--- START OF EXTRACT PROVIDED ---

Reconsidering min()?
I've done a little experiment: I run timeit.repeat 1000 times on a really simple statement. After that, I sorted the list and I grouped the results in time slices, counting the number of times a bench is inside a certain time slice. This way I have a sort of probability. Then I plot the result:
https://www.dropbox.com/s/f4naryc055k42cs/2020-07-24-080340_1366x768_scrot.png?dl=0
The result is quite interesting. As you can see, the distribution is not a normal distribution. It seems a multimodal normal distribution. Furthermore, the highest probability is near the minimum value, and not near the average (that is on the second peak).
Mean and stdev are only meaningful if the distribution is a normal distribution. It seems that the way you can have a sort of normal distribution is to consider only the first part of the plot.
Since pyperf returns mean and stdev, does it "cut" the slowest runs?

--- END OF EXTRACT PROVIDED ---
--- START OF SUPPLIED DATA ---

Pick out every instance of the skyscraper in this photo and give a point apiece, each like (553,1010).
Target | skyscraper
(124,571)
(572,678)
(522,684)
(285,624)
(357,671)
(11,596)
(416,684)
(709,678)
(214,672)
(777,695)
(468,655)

--- END OF SUPPLIED DATA ---

SET OF TASKS
• A. In the forum post about timing benchmarks, how many times was timeit.repeat run?
• B. Reproduce the forum post about timing benchmarks, starting at "Reconsidering min()?" and ending at "of the plot.".
• C. Write the next part of the forum post about timing benchmarks, picking up after its final sentence.

ANSWERS FOR THE TASKS
• A. 1000 times.

• B.
Reconsidering min()?
I've done a little experiment: I run timeit.repeat 1000 times on a really simple statement. After that, I sorted the list and I grouped the results in time slices, counting the number of times a bench is inside a certain time slice. This way I have a sort of probability. Then I plot the result:
https://www.dropbox.com/s/f4naryc055k42cs/2020-07-24-080340_1366x768_scrot.png?dl=0
The result is quite interesting. As you can see, the distribution is not a normal distribution. It seems a multimodal normal distribution. Furthermore, the highest probability is near the minimum value, and not near the average (that is on the second peak).
Mean and stdev are only meaningful if the distribution is a normal distribution. It seems that the way you can have a sort of normal distribution is to consider only the first part of the plot.

• C.
Hi,
I've done a little experiment: I run timeit.repeat 1000 times on a really simple statement
Are you talking about the timeit module of the Python standard library? You should use the pyperf timeit command instead. https://pyperf.readthedocs.io/en/latest/cli.html#timeit-cmd
As you can see, the distribution is not a normal distribution. It seems a multimodal normal distribution.
It seems like your benchmark has a flaw. Maybe you need to increase the number of warmup runs.
Read also https://pyperf.readthedocs.io/en/latest/system.html
I was a little confusing in my explaining. I post here my "steps to reproduce".
This is the tests done with pyperf without system tune (or with system reset):
(venv_3_10) marco@buzz:~$ python -m pyperf timeit --rigorous "key not in o" -s """
import uuid
o = {str(uuid.uuid4()) : str(uuid.uuid4()) for x in range(5)}
key = str(uuid.uuid4())
"""
.........................................
WARNING: the benchmark result may be unstable
* the standard deviation (3.53 ns) is 15% of the mean (23.5 ns)
* the maximum (50.2 ns) is 114% greater than the mean (23.5 ns)
Try to rerun the benchmark with more runs, values and/or loops.
Run 'python -m pyperf system tune' command to reduce the system jitter.
Use pyperf stats, pyperf dump and pyperf hist to analyze results.
Use --quiet option to hide these warnings.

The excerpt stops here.